Activity list>
A: In the article on Chinese football, condense the paragraph beginning "But after two recent defeats" into one shorter sentence that keeps its main facts.
B: Reproduce the article on Chinese football from "Hopes soared and" up to and including "to a new low.", swapping "Chinese League" for "Chinese Super League".
C: According to the article on Chinese football, where did the former British star footballers gather?

Former EPL stars bullish over Chinese football
Fowler, Scholes and company impressed by Haiku's impressive 350 sq-km training base
Their glowing assessment of China's football came like a soothing balm in a period of near turmoil for the game in the world's most populous country.
Hopes soared and a dream vision appeared for Chinese football, following an endorsement from the country's president Xi Jinping and an influx of foreign stars into the Chinese League.
But after two recent defeats, China are hanging by a thread in the battle to qualify for the 2018 World Cup Finals, resulting in the resignation of coach Gao Hongbo and fortunes dipping to a new low.
However, at a recent gathering of former British star footballers at Mission Hills in Haiku, their talking-up of China's football future was like the proverbial "light at the end of the tunnel".

Provided data>

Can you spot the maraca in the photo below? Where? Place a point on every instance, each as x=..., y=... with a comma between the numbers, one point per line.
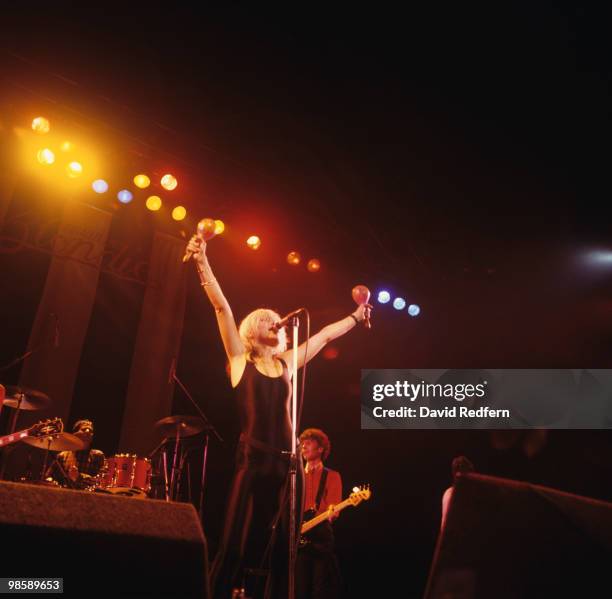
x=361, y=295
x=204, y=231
==
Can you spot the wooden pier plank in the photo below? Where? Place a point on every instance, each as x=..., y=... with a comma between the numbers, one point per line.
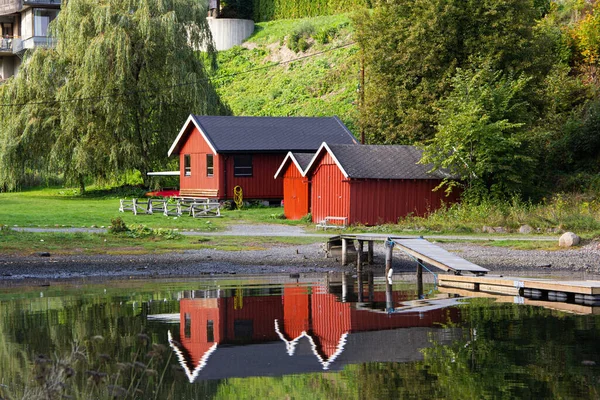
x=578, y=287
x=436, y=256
--
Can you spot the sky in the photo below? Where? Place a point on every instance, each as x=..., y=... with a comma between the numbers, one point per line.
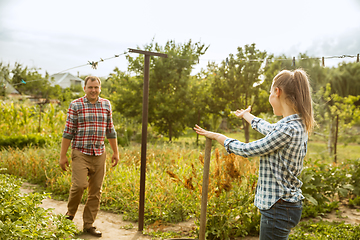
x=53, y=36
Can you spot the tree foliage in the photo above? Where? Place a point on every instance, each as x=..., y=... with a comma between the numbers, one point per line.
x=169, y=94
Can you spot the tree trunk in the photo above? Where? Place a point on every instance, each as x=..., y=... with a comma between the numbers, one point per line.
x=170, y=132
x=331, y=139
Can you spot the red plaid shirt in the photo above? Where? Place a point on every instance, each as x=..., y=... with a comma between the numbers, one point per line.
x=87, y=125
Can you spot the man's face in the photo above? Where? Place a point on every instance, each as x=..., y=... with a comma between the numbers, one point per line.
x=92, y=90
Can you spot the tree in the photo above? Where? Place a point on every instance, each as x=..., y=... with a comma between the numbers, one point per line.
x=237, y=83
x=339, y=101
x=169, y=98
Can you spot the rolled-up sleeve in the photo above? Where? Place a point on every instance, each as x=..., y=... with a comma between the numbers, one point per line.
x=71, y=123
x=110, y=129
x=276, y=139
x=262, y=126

Solutions to the exercise>
A: After two recent defeats, China's bid to reach the 2018 World Cup Finals hangs by a thread, coach Gao Hongbo has resigned and fortunes have hit a new low.

B:
Hopes soared and a dream vision appeared for Chinese football, following an endorsement from the country's president Xi Jinping and an influx of foreign stars into the Chinese Super League.
But after two recent defeats, China are hanging by a thread in the battle to qualify for the 2018 World Cup Finals, resulting in the resignation of coach Gao Hongbo and fortunes dipping to a new low.

C: At Mission Hills in Haiku.